*The exercise*
Please rewrite the rows below from the line containing "Screen reader assistance requested. Where is the round" down through the line containing "left=64, top=31, right=399, bottom=285", swapping "oven opening" for "furnace mouth" and leaving everything else unchanged.

*Data provided*
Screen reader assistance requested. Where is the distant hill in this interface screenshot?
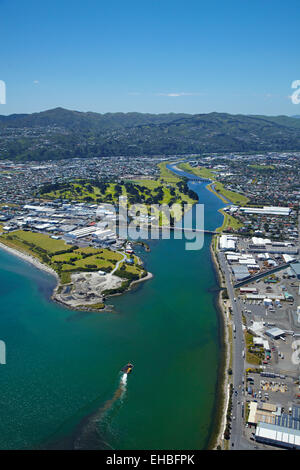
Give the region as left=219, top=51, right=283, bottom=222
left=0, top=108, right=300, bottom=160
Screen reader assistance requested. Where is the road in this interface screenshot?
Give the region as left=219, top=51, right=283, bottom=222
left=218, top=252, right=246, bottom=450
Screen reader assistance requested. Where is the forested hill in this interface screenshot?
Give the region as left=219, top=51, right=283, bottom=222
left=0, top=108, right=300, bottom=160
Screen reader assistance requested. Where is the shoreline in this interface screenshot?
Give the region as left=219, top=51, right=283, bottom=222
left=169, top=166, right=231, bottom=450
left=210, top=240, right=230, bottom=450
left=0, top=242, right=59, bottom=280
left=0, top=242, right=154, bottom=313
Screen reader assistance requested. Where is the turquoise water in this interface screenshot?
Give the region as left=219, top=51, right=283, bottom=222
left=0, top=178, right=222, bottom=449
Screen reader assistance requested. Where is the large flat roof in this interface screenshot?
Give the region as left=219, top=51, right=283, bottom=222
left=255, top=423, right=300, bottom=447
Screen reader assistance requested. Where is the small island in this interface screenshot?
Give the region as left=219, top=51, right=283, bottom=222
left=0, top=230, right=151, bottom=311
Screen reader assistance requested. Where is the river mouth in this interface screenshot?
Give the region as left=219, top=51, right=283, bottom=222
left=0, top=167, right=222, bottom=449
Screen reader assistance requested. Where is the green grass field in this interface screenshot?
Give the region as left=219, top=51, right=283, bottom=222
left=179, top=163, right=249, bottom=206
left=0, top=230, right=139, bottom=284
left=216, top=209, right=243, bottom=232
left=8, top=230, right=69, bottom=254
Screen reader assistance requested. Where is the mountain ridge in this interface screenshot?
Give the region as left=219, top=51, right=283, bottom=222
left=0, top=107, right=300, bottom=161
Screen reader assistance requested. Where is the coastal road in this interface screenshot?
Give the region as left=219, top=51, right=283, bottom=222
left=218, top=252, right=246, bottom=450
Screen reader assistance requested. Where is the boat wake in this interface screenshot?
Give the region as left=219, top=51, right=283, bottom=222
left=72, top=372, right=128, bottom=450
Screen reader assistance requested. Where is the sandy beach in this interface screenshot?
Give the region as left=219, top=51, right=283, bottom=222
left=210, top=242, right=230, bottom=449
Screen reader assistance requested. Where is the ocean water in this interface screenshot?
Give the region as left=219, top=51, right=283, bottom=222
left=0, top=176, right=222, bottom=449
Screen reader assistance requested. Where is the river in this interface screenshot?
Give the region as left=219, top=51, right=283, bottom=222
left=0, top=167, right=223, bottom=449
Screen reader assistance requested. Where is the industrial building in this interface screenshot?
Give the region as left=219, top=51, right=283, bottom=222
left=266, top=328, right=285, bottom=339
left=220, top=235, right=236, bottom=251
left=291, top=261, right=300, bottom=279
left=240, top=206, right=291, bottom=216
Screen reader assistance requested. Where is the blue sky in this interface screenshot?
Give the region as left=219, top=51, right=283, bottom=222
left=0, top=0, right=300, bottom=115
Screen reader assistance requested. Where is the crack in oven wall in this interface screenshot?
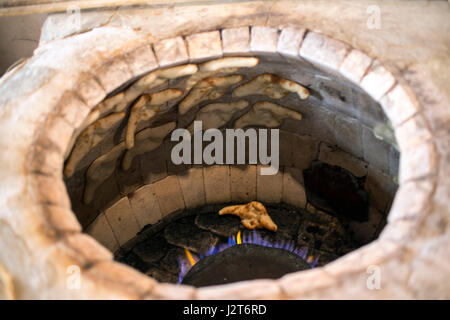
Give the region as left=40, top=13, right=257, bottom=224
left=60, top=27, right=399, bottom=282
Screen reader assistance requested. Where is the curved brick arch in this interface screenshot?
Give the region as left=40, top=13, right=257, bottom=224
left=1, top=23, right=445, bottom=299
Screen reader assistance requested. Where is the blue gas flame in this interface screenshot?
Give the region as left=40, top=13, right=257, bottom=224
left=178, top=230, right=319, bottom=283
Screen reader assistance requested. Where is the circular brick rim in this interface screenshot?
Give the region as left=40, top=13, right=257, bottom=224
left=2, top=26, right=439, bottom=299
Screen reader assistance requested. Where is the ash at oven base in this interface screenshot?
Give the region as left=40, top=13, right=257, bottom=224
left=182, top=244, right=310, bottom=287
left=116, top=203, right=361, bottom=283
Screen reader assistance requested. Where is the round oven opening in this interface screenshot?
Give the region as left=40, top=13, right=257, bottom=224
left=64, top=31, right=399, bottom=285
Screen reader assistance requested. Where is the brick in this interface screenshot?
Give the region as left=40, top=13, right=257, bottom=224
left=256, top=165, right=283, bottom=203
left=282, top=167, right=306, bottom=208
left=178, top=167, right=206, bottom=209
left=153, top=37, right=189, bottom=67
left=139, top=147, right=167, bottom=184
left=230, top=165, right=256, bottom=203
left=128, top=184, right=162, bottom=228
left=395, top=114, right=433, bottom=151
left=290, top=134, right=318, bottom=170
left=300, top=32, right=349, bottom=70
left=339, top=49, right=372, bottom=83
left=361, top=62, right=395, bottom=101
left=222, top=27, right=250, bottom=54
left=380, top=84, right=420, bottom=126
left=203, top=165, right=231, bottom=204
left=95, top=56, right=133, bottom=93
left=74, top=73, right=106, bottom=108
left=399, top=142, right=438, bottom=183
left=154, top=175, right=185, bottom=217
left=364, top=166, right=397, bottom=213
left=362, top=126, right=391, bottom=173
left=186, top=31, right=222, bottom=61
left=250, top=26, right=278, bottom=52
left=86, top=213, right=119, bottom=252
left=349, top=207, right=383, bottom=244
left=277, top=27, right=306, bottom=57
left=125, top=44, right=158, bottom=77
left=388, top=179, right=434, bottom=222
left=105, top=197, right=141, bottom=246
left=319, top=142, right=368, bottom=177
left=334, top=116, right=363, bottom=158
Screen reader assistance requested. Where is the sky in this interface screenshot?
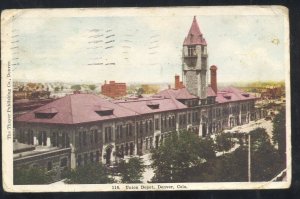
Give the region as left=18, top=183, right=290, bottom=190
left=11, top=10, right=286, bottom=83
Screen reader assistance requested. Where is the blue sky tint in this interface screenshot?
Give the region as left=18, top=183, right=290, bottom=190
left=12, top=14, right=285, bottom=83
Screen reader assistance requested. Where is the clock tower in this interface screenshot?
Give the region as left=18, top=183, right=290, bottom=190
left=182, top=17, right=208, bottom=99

*Response*
Screen reader assistance requested. Where is the round furnace mouth in this interface screenshot?
Give the region as left=40, top=13, right=257, bottom=224
left=64, top=31, right=399, bottom=285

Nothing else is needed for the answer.